What to work on> Copy out the lines of the material below, keeping every character unchanged.

####

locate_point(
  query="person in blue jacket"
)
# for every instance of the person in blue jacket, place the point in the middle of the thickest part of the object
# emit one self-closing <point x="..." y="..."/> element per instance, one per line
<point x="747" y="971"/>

####

Exercise response>
locate_point(
  query="person in blue jacket"
)
# for every instance of the person in blue jacket, place the point in the middle of the thickest part of the object
# emit one self-closing <point x="..." y="..."/> element per instance, one per line
<point x="747" y="971"/>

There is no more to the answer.